(TEXTO FORNECIDO)
A Polícia Civil de Roraima, por meio da Delegacia de Repressão aos Crimes contra a Administração e Serviços Públicos (DRCASP), deflagrou, na manhã desta terça-feira, 25, uma operação que resultou na prisão de quatro pessoas acusadas de integrar uma quadrilha de estelionatários que fraudava documentos para extorquir dinheiro de interessados no sonho da casa própria. Formulários com logomarcas da “Caixa” e do programa “Rede Cidadania” eram preenchidos com os nomes das vítimas sob a promessa de terem moradia por meio do programa “Minha Casa, Minha Vida”, no entanto, depois que o bando recebia os pagamentos, desaparecia sem dar satisfação.
Em coletiva de imprensa, realizada na tarde de ontem na Delegacia-Geral, na Cidade da Polícia, a delegada responsável pelo caso, Magnólia Soares, disse que mais de 200 pessoas foram lesadas no esquema, que faturou, ilegalmente, cerca de R$ 1 milhão. Os valores cobrados para ter o formulário preenchido variavam de R$ 1 mil a R$ 10 mil. Desde o início de 2015 os estelionatários atuavam em Roraima.

Dados extraídos de uma coleção:
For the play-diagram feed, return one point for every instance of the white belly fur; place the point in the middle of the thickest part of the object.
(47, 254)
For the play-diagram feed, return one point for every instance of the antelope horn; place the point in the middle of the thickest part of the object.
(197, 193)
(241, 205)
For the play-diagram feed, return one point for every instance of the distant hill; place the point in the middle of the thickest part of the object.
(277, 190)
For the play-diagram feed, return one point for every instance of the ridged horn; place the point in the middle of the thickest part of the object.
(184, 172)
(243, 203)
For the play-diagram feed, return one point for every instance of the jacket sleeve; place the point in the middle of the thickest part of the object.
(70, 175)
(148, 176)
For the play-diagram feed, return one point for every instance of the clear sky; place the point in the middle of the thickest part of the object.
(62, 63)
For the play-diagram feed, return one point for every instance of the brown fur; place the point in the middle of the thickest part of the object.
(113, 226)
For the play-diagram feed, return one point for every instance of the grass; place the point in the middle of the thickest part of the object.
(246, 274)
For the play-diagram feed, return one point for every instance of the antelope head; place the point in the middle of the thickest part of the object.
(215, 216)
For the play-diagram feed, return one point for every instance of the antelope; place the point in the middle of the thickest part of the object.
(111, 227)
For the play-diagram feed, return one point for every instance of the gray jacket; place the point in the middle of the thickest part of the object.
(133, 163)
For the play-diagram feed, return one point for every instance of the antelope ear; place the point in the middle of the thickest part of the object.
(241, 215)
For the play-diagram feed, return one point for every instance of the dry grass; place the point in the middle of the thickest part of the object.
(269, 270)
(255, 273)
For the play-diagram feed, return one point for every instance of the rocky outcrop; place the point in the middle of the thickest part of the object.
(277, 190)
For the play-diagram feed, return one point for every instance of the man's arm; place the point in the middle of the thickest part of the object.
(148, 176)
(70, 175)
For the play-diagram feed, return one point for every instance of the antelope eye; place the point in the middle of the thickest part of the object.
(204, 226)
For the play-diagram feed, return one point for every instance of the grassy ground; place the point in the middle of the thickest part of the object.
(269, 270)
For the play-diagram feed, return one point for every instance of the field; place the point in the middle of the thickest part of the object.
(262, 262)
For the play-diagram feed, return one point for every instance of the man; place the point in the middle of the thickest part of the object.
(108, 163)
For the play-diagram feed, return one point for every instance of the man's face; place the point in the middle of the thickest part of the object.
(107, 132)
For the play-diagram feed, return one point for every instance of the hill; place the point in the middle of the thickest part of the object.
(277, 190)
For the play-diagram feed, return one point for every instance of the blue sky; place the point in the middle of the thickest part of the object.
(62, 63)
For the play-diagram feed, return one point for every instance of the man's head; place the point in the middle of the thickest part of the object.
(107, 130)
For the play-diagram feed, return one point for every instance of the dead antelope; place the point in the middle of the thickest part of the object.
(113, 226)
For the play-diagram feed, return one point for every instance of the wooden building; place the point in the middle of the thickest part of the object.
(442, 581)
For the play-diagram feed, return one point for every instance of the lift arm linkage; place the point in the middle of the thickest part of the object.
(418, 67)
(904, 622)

(TAREFAS PROPOSTAS)
1. Liste todos os valores em reais citados na notícia sobre a quadrilha de estelionatários.
2. Transcreva literalmente as linhas dos registros desde a que contém "of the lift" até o fim dos registros, incluindo ambas as extremidades.

(RESPOSTAS)
1.
R$ 1 milhão
R$ 1 mil
R$ 10 mil

2.
For the play-diagram feed, return one point for every instance of the lift arm linkage; place the point in the middle of the thickest part of the object.
(418, 67)
(904, 622)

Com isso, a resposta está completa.